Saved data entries
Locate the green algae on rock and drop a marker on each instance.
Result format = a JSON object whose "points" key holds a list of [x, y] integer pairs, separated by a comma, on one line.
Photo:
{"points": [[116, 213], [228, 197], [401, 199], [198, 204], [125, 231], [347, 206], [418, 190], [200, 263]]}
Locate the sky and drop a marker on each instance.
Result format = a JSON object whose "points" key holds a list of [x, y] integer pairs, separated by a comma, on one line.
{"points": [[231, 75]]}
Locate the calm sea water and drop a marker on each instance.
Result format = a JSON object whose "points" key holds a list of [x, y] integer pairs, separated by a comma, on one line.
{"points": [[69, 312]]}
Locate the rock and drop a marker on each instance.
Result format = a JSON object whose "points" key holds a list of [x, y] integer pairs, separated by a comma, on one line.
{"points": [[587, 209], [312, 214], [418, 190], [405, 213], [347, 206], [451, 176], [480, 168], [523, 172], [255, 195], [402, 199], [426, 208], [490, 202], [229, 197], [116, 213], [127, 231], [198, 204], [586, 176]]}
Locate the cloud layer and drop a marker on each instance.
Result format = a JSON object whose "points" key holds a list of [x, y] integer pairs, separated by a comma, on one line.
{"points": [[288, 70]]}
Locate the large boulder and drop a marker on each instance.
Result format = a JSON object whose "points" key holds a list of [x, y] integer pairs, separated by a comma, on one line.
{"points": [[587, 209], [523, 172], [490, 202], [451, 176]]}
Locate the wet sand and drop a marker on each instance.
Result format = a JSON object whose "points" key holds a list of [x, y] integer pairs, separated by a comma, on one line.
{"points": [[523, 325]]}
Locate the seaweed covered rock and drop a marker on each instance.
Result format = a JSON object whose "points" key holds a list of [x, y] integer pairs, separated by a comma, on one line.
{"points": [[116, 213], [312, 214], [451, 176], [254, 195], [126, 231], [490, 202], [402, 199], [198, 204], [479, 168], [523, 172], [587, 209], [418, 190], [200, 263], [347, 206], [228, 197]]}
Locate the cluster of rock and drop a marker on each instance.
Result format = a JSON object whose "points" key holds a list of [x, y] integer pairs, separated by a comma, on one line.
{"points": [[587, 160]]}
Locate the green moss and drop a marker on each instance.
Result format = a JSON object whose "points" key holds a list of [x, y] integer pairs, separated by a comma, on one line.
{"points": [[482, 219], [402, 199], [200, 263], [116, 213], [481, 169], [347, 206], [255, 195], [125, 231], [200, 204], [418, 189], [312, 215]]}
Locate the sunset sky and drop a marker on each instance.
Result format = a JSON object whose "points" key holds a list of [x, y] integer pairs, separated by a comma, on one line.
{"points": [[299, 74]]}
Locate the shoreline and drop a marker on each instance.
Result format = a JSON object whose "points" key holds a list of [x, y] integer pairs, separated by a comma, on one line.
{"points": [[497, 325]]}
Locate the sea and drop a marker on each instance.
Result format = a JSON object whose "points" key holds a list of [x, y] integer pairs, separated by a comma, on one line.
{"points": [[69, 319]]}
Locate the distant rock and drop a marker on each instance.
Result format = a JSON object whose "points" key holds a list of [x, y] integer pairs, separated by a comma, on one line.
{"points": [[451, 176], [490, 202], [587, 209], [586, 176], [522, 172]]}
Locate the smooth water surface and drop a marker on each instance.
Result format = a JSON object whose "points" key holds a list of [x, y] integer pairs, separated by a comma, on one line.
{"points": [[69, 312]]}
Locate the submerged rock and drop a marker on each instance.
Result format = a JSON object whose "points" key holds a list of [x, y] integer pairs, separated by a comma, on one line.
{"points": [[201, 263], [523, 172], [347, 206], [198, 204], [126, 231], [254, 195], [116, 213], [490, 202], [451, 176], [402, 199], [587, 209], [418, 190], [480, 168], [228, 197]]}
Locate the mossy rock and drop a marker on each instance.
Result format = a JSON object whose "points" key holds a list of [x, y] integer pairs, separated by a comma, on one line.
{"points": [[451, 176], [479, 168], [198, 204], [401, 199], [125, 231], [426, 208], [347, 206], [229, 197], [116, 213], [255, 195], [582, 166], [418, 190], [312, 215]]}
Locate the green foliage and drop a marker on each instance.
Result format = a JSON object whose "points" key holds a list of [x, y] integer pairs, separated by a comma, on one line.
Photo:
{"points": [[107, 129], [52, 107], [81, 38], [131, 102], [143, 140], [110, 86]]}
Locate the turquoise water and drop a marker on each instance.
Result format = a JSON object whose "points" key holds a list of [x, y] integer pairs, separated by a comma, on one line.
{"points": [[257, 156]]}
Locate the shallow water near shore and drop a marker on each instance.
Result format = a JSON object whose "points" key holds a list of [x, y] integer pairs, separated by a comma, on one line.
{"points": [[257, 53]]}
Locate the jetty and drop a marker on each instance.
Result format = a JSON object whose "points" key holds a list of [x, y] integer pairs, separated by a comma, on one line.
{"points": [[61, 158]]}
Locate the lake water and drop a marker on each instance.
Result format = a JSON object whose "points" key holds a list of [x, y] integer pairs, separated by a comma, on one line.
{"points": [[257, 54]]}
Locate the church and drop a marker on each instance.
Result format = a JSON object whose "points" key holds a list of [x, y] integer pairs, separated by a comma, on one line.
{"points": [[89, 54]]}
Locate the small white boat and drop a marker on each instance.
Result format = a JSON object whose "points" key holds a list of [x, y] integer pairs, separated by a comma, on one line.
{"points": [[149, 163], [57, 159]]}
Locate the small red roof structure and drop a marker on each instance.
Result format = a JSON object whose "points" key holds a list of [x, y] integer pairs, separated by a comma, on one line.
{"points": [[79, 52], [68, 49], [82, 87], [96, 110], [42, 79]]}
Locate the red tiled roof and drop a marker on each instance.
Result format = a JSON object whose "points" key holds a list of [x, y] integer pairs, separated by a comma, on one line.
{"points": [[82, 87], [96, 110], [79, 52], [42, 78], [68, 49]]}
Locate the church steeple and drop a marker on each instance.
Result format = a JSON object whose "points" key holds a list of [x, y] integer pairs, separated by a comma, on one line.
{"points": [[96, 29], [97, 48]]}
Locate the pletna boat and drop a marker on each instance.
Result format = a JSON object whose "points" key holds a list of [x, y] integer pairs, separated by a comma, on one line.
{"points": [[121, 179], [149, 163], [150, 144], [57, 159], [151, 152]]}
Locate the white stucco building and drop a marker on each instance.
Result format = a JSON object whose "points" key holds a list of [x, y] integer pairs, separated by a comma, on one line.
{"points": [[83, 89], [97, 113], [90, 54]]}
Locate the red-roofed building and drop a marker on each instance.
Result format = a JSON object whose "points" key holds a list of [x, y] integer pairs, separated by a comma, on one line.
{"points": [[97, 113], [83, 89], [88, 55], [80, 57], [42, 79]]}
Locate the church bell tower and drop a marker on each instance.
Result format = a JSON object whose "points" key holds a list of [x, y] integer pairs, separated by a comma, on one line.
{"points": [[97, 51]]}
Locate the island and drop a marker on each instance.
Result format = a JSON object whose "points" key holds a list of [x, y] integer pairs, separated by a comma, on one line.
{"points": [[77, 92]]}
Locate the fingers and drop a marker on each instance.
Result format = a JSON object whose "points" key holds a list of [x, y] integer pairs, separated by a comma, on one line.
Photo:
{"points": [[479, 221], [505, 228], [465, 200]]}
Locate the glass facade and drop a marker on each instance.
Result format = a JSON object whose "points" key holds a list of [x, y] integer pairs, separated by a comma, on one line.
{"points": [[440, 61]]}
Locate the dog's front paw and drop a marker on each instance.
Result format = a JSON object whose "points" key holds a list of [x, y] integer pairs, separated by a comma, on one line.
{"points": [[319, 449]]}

Aim
Copy each record from above exactly, and include every line.

Worked solution
Locate the green algae on rock and drop a marker on each instance.
Result format = a JSON object whose "points" key holds a list of [x, y] integer pairs, separated by a comma, on one line.
Photo:
{"points": [[116, 213], [228, 197], [401, 199], [198, 204], [125, 231], [347, 206], [418, 190], [200, 263]]}
Locate the sky and drop a marker on each instance.
Result format = a JSON object whose "points" key holds a list of [x, y] integer pairs, separated by a comma, on one line.
{"points": [[231, 75]]}
Locate the calm sea water and drop a marker on each instance.
Result format = a JSON object whose "points" key holds a list of [x, y] integer pairs, separated by a comma, on one line.
{"points": [[69, 312]]}
Locate the rock and drop a marker on each instance.
Result format = a JSON object whose "points" key holds a list of [x, y] integer pairs, separated by a comma, on one line.
{"points": [[587, 209], [312, 214], [418, 190], [405, 213], [347, 206], [451, 176], [480, 168], [523, 172], [255, 195], [402, 199], [426, 208], [490, 202], [229, 197], [116, 213], [127, 231], [198, 204], [586, 176]]}
Locate the cloud layer and drop a marker on each instance.
Result format = a JSON object whose "points" key holds a list of [x, y] integer pairs, separated by a comma, on one line.
{"points": [[288, 70]]}
Locate the large boulder and drop a marker on each instance.
Result format = a JSON object whose "points" key holds a list of [x, y] integer pairs, separated by a comma, on one line.
{"points": [[587, 209], [523, 172], [490, 202], [451, 176]]}
Locate the wet sand and drop a marker on each instance.
Result format = a JSON object whose "points" key holds a list of [x, y] integer pairs, separated by a comma, on one line.
{"points": [[523, 325]]}
Locate the seaweed covered rock and drop a marker on each instance.
Result format = a JSON object whose "points" key holds a list of [x, y] integer pairs, separated by a comma, on one line.
{"points": [[116, 213], [312, 214], [451, 176], [254, 195], [126, 231], [490, 202], [402, 199], [198, 204], [479, 168], [523, 172], [587, 209], [418, 190], [200, 263], [347, 206], [228, 197]]}
Locate the cluster of rock and drop a marker on each instance.
Result format = a JSON object whose "points" key holds a list of [x, y] integer pairs, separated by a comma, on one line.
{"points": [[587, 160]]}
Locate the green moss and drop a marker on each instance.
Result format = a JSON object whose "points" key holds a list of [x, y] integer pairs, separated by a comma, on one line.
{"points": [[482, 219], [402, 199], [200, 263], [116, 213], [481, 169], [347, 206], [255, 195], [125, 231], [200, 204], [418, 189], [312, 215]]}
Locate the sunset sky and drop a marker on each instance.
Result format = a JSON object whose "points" key holds a list of [x, y] integer pairs, separated by a comma, on one line.
{"points": [[299, 74]]}
Locate the shoreline and drop a marker on each instance.
Result format = a JSON object whose "points" key holds a list of [x, y] integer pairs, separated by a comma, on one line.
{"points": [[497, 325]]}
Locate the sea and drop a marker on each instance.
Result format = a JSON object whose "points" key holds a list of [x, y] integer pairs, separated by a comma, on one line.
{"points": [[69, 319]]}
Locate the distant rock and drop a marker on each instance.
Result format = a JSON object whose "points" key holds a list of [x, y] integer pairs, separated by a comma, on one line.
{"points": [[451, 176], [490, 202], [587, 209], [586, 176], [522, 172]]}
Locate the smooth water surface and drop a marker on each instance.
Result format = a JSON object whose "points" key holds a list of [x, y] integer pairs, separated by a comma, on one line.
{"points": [[69, 312]]}
Locate the submerged rock and drop a marker on each instance.
Result format = a JSON object whose "points" key holds a list of [x, y] integer pairs, separated by a comma, on one line.
{"points": [[201, 263], [523, 172], [347, 206], [198, 204], [126, 231], [254, 195], [116, 213], [490, 202], [451, 176], [402, 199], [587, 209], [418, 190], [480, 168], [228, 197]]}
Locate the mossy rock and drop a marker on each instance.
Result format = a JSON object whose "points" key holds a list of [x, y] integer pairs, separated by a comma, on one line.
{"points": [[451, 176], [479, 168], [198, 204], [401, 199], [125, 231], [426, 208], [347, 206], [229, 197], [116, 213], [255, 195], [582, 166], [418, 190], [312, 215]]}
Locate the green foliage and drop a marker on each instance.
Result format = a JSON object whose "points" key holds a list of [x, y] integer pairs, separated by a comma, on one line.
Photo:
{"points": [[107, 129], [52, 107], [81, 38], [131, 102], [143, 140], [110, 86]]}
Locate the turquoise water and drop a marker on each instance.
Result format = a JSON object whose "points" key holds a list of [x, y] integer pairs, separated by a comma, on one line.
{"points": [[257, 156]]}
Locate the shallow water near shore and drop a marker on each instance.
Result format = a JSON object whose "points" key holds a list of [x, y] integer pairs, separated by a comma, on one line.
{"points": [[257, 53]]}
Locate the jetty and drop a marker on each instance.
Result format = a JSON object whose "points" key holds a list of [x, y] integer pairs, separated by a comma, on one line.
{"points": [[61, 158]]}
Locate the lake water and drop a marker on each instance.
Result format = a JSON object whose "points" key holds a list of [x, y] integer pairs, separated by a comma, on one line.
{"points": [[257, 54]]}
Locate the church and drop a marker on each instance.
Result format = a JSON object whose "points" key holds a list of [x, y] integer pairs, separated by a comma, on one line.
{"points": [[89, 54]]}
Locate the small white boat and drop a marker on each instance.
Result format = a JSON object whose "points" key holds a list of [x, y] integer pairs, separated by a comma, on one line.
{"points": [[149, 163], [57, 159]]}
Locate the small red roof structure and drop a marker on each instance.
Result format = a JSON object whose "points" key holds a list of [x, y] integer pairs, separated by a comma, on one line.
{"points": [[79, 52], [68, 49], [82, 87], [96, 110], [42, 79]]}
Locate the red tiled roof and drop a marker on each instance.
Result format = a JSON object whose "points" key holds a list of [x, y] integer pairs, separated by a comma, on one line.
{"points": [[82, 87], [96, 110], [79, 52], [42, 78], [68, 49]]}
Locate the church steeple and drop a marker on each instance.
Result format = a JSON object whose "points" key holds a list of [x, y] integer pairs, separated by a comma, on one line.
{"points": [[96, 29], [97, 48]]}
Locate the pletna boat and drop a marker on each instance.
Result format = a JSON object whose "points" key holds a list of [x, y] integer pairs, separated by a comma, on one line.
{"points": [[121, 179], [149, 163], [150, 144], [57, 159], [151, 152]]}
Locate the white stucco building and drop a marker on each instance.
Result format = a JSON object whose "points" key holds a list of [x, y] integer pairs, separated by a comma, on one line.
{"points": [[83, 89], [97, 113], [90, 54]]}
Locate the red-roofed building and drop a marker on each instance.
Result format = a JSON object whose "points" key holds a list of [x, y] integer pairs, separated by a comma, on one line.
{"points": [[97, 113], [83, 89], [88, 55], [80, 57], [42, 79]]}
Locate the church bell tower and drop a marker on each instance.
Result format = a JSON object whose "points" key holds a list of [x, y] integer pairs, separated by a comma, on one line.
{"points": [[97, 51]]}
Locate the island and drop a marker on each instance.
Result format = a JSON object whose "points" key holds a list of [x, y] integer pairs, separated by a comma, on one line.
{"points": [[77, 92]]}
Locate the fingers and drop a marker on each instance.
Result format = a JSON object whose "points" key holds a list of [x, y] integer pairs, separated by a comma, on one line.
Photo:
{"points": [[479, 221], [505, 228], [465, 200]]}
Locate the glass facade and drop a marker on each instance.
Result format = a JSON object whose "points" key holds a list of [x, y] integer pairs, separated by a comma, on one line.
{"points": [[440, 61]]}
Locate the dog's front paw and drop a marker on each instance.
Result format = a JSON object whose "points" key holds a list of [x, y] integer pairs, separated by a comma, on one line.
{"points": [[319, 449]]}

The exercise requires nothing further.